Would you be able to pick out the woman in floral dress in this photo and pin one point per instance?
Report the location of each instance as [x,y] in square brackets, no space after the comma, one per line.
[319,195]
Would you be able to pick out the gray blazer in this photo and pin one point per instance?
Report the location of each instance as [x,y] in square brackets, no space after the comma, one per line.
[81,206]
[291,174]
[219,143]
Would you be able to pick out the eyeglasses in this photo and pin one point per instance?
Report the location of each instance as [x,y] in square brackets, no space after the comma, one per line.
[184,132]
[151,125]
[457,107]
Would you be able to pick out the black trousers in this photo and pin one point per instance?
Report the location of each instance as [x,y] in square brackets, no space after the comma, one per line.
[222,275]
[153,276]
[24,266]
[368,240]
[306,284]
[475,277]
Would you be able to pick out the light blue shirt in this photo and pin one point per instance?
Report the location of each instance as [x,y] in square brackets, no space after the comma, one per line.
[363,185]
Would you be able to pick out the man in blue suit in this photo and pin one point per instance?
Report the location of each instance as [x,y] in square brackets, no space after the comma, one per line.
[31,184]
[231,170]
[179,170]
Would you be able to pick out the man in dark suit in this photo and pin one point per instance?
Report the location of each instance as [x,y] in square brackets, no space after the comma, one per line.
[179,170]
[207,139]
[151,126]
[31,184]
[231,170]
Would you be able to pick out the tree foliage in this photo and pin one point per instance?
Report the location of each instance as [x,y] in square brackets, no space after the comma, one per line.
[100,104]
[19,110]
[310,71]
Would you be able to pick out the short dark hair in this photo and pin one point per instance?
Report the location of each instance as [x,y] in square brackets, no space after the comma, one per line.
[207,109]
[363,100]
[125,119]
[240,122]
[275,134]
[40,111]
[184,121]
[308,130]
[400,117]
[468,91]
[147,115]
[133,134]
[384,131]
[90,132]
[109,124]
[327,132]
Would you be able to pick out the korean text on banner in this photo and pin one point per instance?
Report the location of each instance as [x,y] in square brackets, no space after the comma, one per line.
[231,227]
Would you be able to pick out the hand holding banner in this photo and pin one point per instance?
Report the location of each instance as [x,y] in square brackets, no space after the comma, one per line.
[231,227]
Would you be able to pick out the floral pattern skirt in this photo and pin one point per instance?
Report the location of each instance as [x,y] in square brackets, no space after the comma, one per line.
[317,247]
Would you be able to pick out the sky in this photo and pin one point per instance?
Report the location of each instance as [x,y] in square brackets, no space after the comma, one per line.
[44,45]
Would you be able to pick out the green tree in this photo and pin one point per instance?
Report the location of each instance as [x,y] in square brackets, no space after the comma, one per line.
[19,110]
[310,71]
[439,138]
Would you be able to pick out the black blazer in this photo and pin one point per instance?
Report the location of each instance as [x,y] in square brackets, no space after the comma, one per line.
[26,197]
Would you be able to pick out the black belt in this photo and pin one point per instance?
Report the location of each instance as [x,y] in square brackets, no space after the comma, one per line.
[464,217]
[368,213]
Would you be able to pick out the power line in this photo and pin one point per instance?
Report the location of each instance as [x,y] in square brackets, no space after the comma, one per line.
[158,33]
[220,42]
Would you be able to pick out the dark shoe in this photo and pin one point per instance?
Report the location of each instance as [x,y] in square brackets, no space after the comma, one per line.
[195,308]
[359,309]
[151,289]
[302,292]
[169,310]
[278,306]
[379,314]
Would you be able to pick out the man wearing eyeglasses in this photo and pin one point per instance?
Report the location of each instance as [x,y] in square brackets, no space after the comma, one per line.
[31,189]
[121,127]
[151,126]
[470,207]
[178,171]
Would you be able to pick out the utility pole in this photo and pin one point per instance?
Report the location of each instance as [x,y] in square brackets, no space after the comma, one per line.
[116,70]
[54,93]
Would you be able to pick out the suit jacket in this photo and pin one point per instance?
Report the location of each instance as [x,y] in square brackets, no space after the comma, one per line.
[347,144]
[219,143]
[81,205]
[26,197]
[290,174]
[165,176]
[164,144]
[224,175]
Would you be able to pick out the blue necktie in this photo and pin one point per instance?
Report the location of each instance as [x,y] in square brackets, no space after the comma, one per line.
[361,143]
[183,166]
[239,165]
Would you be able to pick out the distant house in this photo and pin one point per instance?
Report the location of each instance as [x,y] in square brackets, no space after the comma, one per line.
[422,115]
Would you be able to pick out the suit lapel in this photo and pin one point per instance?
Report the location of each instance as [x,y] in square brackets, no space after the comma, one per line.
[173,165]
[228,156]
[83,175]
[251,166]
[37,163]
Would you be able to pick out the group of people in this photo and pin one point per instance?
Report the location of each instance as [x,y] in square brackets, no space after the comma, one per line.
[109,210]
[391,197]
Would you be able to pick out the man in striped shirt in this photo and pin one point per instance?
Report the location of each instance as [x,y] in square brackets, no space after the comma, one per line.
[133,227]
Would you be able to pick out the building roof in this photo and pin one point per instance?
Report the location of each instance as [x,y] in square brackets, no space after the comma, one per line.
____
[Exercise details]: Give back exactly the lines of the listing above that run from the line with "Would you be able to pick out the man in dark" to the line with "Would you be able to pick out the short", inclusive.

[Exercise response]:
Would you be able to pick out the man in dark suit in this photo and pin one point per instance?
Report the location of each instance as [x,y] in square brackets, no space after the comma, one per line.
[179,170]
[207,139]
[151,126]
[31,184]
[231,170]
Would you be able to pick out the tree foliage in this photo and pin one point per instance?
Report the location of each instance as [x,y] in square brackets, no space after the comma, one per line.
[100,104]
[19,110]
[310,71]
Would you be able to pick out the short dark hair in this photo and pin one point per instance?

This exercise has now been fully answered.